*Description of the task*: Once you have read the records below, print them again exactly as they stand.

*Entries provided*:
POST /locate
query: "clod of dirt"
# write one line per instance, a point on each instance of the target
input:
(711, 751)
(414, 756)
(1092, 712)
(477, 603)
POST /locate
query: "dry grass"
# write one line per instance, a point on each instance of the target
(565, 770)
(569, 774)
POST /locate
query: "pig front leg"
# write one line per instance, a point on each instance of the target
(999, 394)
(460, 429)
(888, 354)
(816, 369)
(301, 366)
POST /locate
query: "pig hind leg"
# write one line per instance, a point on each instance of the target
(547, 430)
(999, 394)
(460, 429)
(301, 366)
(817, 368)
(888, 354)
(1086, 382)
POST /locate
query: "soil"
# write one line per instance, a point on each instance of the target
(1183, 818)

*Solution for this problem*:
POST /locate
query: "clod of dirt"
# write one line per instance, a point on each instance of the target
input:
(711, 751)
(414, 756)
(1092, 712)
(477, 603)
POST /locate
query: "dry grass"
# write one line per instance, a point on each instance of the target
(565, 770)
(569, 774)
POST /locate
query: "pig front leg"
# write one line per instance, a point on each instance of the target
(999, 394)
(460, 429)
(888, 354)
(816, 369)
(301, 366)
POST /locate
query: "pig hind leg"
# write one line per instance, a point on each instance of the target
(547, 430)
(999, 394)
(460, 429)
(301, 366)
(817, 368)
(888, 354)
(1086, 382)
POST /locate
query: "soil"
# write one line per instance, a point on each instance of the target
(1183, 818)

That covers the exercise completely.